• Document segment:
-*-

A new study by Co-op Health has revealed that over a third of UK patients never get rid of left over medication, with a further third (33%) confessing to having used medication past its expiry date.
The research also found that almost half (48%) of those taking it past its expiry date didn’t realise it was out of date, a quarter (25%) presumed it would still be safe to take and a tenth (13%) didn’t need it at the time they bought it.
Painkillers, cold and flu remedies and antiseptic were amongst those most likely to be kept past their expiry date.
The problems aren’t just with out of date medicine, as almost a quarter (23%) of UK adults were found to have failed to complete a course of prescribed medication, with two fifths (38%) saying that this was down to feeling better before finishing them, a further fifth (20%) simply forgot and one in 10 were worried about the impact of taking too much.
A fifth (22%) of those who didn’t finish their medication felt the consequences, admitting they didn’t get better and had to get another prescription as a result.
Rachael Clarke, pharmacy superintendent at Co-op Health advises: “It’s so important to take care when using medication, if you’re unsure about something always seek advice from a professional and don’t chance it. Not completing courses of prescribed medication can be detrimental not only to our own health, but also to the effectiveness of medication for others.
“Incomplete courses of antibiotics have become a huge issue and repercussions are undeniable. It’s incredibly common to start to feel better before the end of a prescription but that never means you should stop taking it.”
The research was conducted among 2,000 UK adults with ICM on behalf of Co-op Health in June 2019.

-*-

• The data:
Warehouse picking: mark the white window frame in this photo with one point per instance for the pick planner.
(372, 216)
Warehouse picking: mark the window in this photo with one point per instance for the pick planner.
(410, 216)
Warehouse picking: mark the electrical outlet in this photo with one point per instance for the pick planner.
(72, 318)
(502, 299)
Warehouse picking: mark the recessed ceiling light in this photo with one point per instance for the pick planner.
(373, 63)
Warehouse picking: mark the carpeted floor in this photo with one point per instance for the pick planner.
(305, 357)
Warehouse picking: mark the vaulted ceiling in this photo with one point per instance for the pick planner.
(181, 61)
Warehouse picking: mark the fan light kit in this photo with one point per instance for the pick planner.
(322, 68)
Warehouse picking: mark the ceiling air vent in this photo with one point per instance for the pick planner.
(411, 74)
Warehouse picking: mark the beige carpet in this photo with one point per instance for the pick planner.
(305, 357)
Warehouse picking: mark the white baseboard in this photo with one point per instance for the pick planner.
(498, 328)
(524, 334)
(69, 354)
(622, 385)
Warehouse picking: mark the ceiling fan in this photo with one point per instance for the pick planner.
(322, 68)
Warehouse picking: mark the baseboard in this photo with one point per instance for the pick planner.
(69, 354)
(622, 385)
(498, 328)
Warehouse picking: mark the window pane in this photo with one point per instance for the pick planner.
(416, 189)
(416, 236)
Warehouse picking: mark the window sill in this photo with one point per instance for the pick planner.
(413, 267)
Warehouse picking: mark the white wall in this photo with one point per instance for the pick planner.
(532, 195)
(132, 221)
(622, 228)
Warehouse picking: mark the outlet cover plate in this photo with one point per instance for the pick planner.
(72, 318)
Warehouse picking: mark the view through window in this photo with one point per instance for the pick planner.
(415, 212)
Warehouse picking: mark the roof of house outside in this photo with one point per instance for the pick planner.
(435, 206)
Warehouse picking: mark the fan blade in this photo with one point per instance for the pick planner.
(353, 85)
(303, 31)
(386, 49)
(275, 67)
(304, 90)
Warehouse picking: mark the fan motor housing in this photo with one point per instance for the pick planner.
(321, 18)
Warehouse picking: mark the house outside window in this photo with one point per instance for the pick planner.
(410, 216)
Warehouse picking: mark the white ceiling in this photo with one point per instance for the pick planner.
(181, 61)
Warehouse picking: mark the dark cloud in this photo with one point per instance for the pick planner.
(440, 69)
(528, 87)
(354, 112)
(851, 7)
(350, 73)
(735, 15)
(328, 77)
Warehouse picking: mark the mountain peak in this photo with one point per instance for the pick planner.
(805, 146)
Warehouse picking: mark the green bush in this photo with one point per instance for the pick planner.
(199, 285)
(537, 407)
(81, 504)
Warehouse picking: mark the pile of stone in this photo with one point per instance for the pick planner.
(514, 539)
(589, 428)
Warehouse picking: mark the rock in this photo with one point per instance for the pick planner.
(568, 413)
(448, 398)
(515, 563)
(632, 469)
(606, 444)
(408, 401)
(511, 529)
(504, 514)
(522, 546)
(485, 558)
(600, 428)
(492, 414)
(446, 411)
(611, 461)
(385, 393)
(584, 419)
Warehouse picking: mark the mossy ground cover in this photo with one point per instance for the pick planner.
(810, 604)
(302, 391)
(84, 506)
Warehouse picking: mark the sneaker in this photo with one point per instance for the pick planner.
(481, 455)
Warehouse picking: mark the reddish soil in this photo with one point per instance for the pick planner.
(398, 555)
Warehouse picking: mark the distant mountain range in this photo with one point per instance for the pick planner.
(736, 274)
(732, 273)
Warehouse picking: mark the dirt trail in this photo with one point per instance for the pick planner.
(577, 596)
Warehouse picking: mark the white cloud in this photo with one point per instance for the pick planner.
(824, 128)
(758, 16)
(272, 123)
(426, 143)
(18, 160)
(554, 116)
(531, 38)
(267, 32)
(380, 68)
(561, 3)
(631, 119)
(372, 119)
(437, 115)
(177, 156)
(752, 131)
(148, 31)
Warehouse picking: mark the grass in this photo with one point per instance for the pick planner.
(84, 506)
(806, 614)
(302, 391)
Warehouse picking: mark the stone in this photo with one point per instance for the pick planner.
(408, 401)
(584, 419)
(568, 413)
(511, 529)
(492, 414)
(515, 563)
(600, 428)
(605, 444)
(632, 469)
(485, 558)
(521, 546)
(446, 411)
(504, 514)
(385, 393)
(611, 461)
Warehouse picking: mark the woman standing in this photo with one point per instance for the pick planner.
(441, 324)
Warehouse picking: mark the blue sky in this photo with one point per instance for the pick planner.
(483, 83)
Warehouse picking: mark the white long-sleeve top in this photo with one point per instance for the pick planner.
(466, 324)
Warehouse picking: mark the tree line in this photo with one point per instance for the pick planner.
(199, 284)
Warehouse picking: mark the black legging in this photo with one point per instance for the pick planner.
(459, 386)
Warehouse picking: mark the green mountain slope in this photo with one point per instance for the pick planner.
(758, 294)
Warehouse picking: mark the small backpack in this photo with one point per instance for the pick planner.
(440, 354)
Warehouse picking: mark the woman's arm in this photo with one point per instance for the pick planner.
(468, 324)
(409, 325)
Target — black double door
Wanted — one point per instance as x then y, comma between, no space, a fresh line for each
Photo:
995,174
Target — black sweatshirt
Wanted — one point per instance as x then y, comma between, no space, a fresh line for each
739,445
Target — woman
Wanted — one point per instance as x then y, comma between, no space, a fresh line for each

-*-

• Work instructions:
- A) Which kinds of medication does the medication study article name as among those most likely to be kept past their expiry date?
- B) Can you restate the medication study article from "The problems aren’t" to "taking too much.", changing "almost a quarter" to "nearly a quarter"?
Use only the medication study article.

• Solutions to each task:
- A) Painkillers; cold and flu remedies; antiseptic.

- B)
The problems aren’t just with out of date medicine, as nearly a quarter (23%) of UK adults were found to have failed to complete a course of prescribed medication, with two fifths (38%) saying that this was down to feeling better before finishing them, a further fifth (20%) simply forgot and one in 10 were worried about the impact of taking too much.